### What you should do:
Revise the text of the items below so that every instance of "Help me find" reads "Show me", with nothing else changed. Omit the pictures from your answer.

### Task input:
********************

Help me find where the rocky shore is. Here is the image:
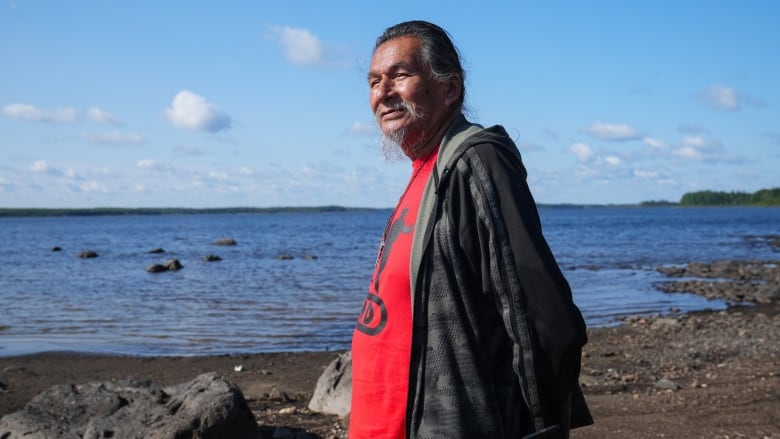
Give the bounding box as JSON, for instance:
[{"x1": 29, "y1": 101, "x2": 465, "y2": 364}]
[{"x1": 0, "y1": 261, "x2": 780, "y2": 439}]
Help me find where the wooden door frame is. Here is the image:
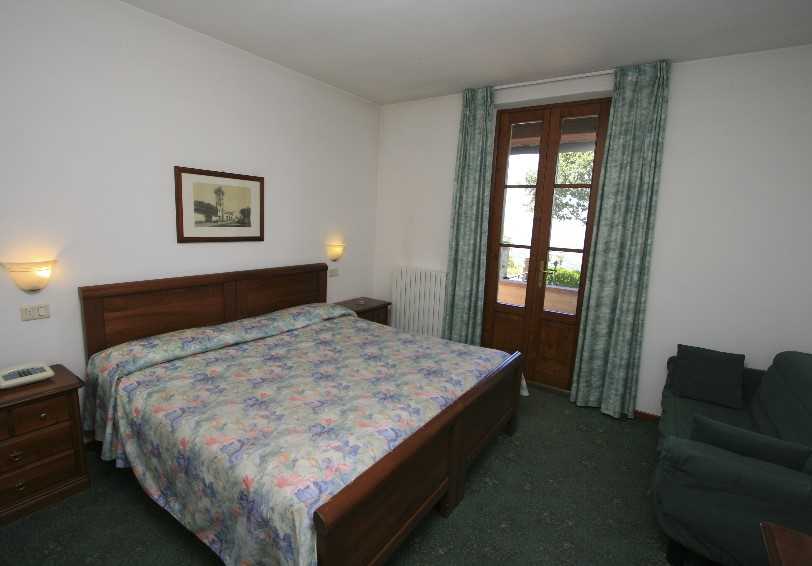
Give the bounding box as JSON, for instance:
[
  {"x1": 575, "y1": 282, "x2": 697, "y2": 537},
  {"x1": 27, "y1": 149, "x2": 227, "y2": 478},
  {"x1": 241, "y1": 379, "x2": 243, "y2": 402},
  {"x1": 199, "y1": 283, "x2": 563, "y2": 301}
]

********************

### Solution for this problem:
Show me where the rocky shore is. Here is the image:
Give the bounding box as JSON, for instance:
[{"x1": 29, "y1": 101, "x2": 465, "y2": 364}]
[{"x1": 0, "y1": 261, "x2": 780, "y2": 439}]
Show me where the wooden door frame is. Here is the image:
Give the bounding box as JSON, for instance:
[
  {"x1": 575, "y1": 282, "x2": 697, "y2": 537},
  {"x1": 27, "y1": 149, "x2": 227, "y2": 478},
  {"x1": 241, "y1": 379, "x2": 243, "y2": 402},
  {"x1": 199, "y1": 283, "x2": 563, "y2": 301}
]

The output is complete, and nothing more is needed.